## BEGIN The data

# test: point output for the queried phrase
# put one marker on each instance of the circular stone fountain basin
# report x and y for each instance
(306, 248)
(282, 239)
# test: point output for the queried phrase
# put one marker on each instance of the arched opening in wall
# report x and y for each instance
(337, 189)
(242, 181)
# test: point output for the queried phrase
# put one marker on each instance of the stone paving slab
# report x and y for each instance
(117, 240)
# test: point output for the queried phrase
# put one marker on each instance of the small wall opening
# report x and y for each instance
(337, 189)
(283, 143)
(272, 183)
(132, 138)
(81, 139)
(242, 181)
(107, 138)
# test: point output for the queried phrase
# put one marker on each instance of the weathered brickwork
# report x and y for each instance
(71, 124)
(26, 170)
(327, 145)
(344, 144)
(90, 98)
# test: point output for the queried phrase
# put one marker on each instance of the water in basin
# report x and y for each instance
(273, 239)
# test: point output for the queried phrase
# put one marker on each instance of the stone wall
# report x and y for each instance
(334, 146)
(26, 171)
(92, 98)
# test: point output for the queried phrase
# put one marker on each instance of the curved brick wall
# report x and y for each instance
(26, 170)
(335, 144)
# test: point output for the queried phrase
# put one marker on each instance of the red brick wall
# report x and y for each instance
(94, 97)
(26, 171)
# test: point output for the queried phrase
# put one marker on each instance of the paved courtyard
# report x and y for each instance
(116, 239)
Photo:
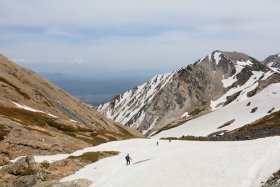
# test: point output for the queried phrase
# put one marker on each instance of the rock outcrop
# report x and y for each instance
(273, 61)
(37, 117)
(210, 83)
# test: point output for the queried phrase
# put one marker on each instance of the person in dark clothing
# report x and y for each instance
(127, 158)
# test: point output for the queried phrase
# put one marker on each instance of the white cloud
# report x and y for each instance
(125, 33)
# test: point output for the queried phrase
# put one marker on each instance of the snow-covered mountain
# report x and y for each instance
(211, 83)
(273, 61)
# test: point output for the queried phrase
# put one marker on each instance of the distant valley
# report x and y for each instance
(92, 90)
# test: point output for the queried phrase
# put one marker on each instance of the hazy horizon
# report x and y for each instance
(117, 37)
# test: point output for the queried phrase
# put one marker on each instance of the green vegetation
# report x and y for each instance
(94, 156)
(45, 164)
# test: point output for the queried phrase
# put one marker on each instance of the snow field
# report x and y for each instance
(182, 163)
(239, 111)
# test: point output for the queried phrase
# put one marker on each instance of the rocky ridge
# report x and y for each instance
(170, 99)
(39, 118)
(273, 61)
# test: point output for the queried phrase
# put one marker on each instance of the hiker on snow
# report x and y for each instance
(127, 158)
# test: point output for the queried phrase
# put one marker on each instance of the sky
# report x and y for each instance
(117, 37)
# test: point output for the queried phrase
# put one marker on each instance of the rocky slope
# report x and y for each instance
(273, 61)
(37, 117)
(171, 99)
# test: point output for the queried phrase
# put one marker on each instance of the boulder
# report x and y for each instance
(4, 161)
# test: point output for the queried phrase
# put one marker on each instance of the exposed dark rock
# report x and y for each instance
(254, 110)
(271, 110)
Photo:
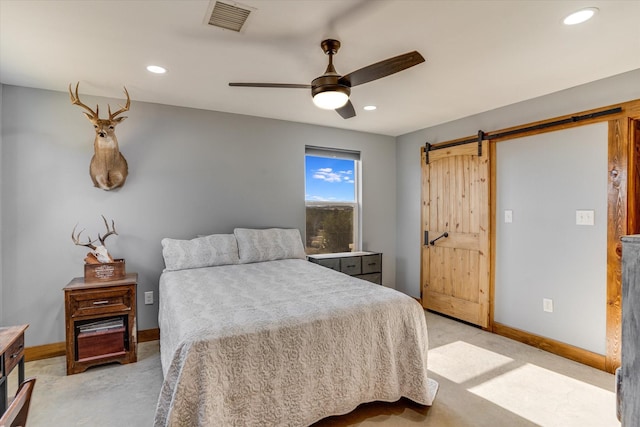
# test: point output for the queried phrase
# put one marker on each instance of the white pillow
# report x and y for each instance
(206, 251)
(268, 245)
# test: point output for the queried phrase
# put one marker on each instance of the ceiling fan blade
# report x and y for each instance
(382, 69)
(276, 85)
(346, 111)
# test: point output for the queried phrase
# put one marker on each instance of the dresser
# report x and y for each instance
(100, 322)
(364, 265)
(629, 381)
(11, 355)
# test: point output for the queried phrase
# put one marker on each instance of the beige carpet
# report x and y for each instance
(485, 380)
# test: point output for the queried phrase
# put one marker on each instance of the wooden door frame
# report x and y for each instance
(623, 218)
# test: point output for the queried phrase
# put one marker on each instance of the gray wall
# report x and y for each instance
(1, 287)
(191, 172)
(543, 253)
(623, 87)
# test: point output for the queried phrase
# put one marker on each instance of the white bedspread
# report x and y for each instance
(284, 343)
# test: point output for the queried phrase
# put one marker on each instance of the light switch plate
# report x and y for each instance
(508, 216)
(585, 217)
(148, 297)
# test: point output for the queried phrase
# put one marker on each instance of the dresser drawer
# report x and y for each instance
(351, 265)
(14, 353)
(103, 301)
(372, 277)
(371, 264)
(332, 263)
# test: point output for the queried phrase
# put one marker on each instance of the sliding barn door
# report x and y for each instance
(455, 201)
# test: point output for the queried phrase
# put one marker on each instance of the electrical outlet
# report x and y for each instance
(148, 297)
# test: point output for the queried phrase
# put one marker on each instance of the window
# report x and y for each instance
(332, 200)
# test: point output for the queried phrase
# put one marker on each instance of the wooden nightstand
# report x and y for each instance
(100, 322)
(11, 355)
(364, 265)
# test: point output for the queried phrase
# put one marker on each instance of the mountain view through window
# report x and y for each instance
(331, 204)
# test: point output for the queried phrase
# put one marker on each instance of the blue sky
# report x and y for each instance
(329, 179)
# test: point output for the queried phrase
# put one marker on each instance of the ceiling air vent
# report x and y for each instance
(227, 16)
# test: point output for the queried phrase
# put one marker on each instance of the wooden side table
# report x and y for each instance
(100, 320)
(11, 355)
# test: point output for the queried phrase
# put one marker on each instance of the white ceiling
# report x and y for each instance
(480, 55)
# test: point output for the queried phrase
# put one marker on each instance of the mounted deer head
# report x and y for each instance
(98, 253)
(108, 167)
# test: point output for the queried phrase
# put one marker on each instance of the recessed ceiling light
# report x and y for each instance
(580, 16)
(156, 69)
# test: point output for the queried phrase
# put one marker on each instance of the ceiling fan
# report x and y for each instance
(331, 90)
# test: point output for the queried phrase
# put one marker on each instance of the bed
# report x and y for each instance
(252, 334)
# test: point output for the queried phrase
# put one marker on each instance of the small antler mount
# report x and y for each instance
(98, 253)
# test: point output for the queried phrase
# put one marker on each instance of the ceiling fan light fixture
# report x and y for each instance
(580, 16)
(330, 99)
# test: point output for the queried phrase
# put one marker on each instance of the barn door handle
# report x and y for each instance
(433, 242)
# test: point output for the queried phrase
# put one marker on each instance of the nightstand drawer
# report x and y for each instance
(351, 265)
(13, 355)
(371, 264)
(88, 303)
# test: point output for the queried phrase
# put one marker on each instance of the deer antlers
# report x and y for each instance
(90, 243)
(75, 100)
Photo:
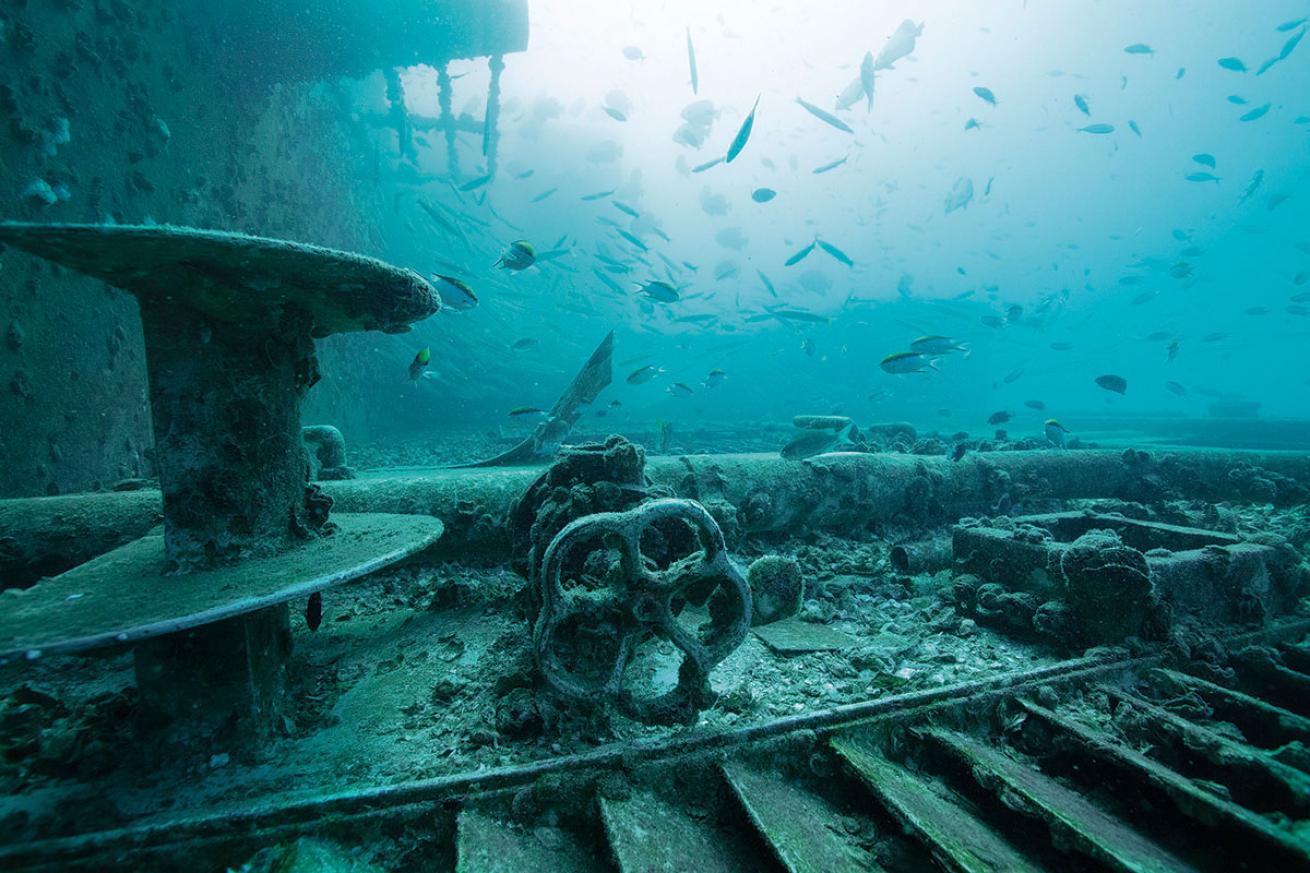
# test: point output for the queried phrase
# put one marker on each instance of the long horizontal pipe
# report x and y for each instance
(841, 492)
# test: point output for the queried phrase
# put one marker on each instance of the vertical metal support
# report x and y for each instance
(490, 134)
(396, 109)
(447, 121)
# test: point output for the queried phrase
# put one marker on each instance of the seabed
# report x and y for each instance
(937, 701)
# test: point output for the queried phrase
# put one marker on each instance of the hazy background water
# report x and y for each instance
(1085, 232)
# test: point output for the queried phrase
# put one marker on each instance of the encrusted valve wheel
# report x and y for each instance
(600, 606)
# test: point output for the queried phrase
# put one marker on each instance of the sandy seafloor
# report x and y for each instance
(426, 670)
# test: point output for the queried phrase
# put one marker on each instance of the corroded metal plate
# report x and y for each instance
(233, 277)
(123, 595)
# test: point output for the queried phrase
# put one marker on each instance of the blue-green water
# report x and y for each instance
(1170, 251)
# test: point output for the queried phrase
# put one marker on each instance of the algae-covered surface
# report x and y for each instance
(425, 671)
(129, 594)
(233, 277)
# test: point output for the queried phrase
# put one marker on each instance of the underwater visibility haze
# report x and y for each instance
(616, 435)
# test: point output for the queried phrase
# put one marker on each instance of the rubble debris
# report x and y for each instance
(1107, 586)
(777, 589)
(794, 636)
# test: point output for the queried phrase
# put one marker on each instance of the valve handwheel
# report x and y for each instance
(596, 614)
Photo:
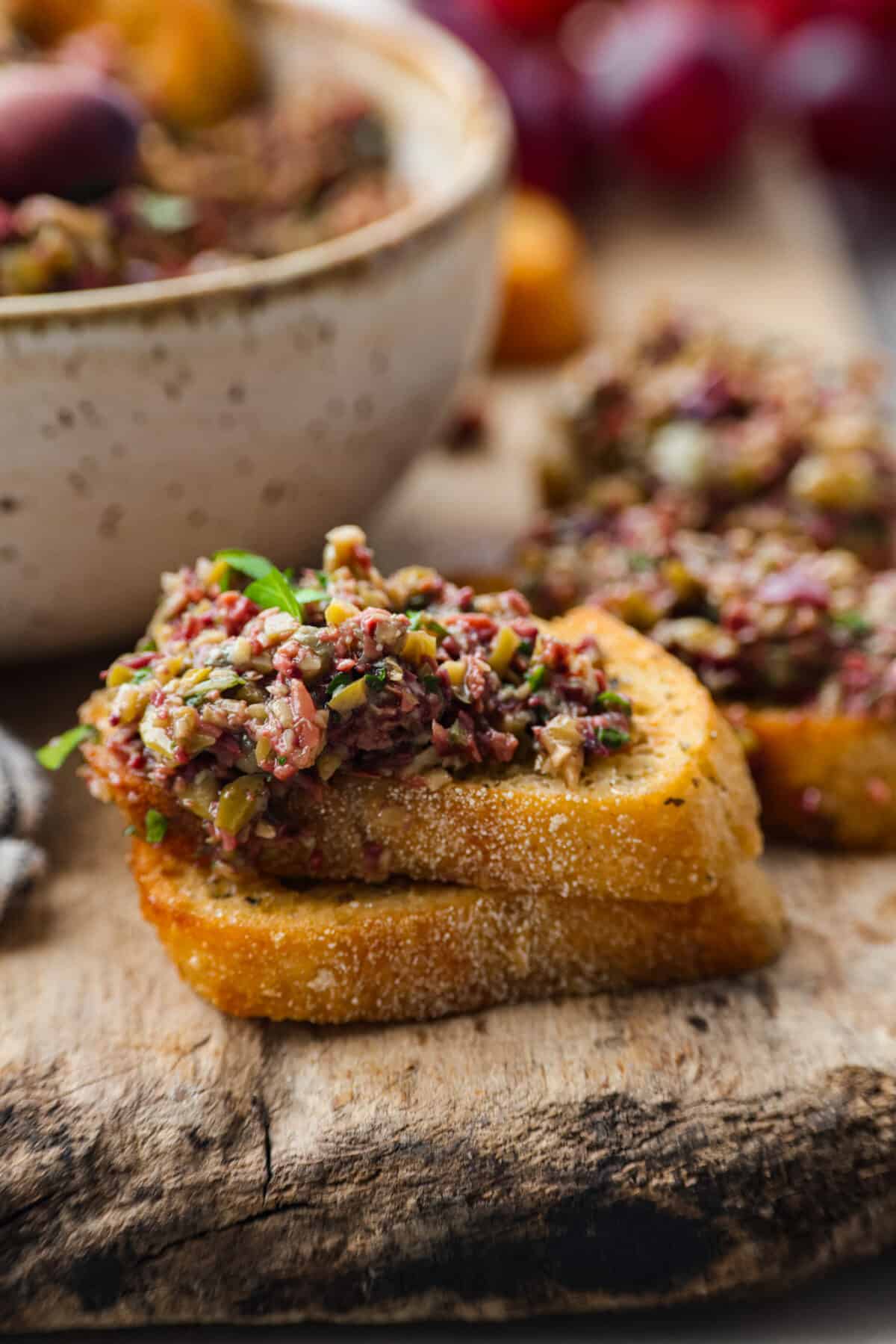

## END The data

- _What the task asks_: Pull out each line of the records containing the word "nightstand" and copy those lines as they appear.

- _Worked answer_:
# put one marker on each instance of the wooden nightstand
# put one marker on each instance of the nightstand drawer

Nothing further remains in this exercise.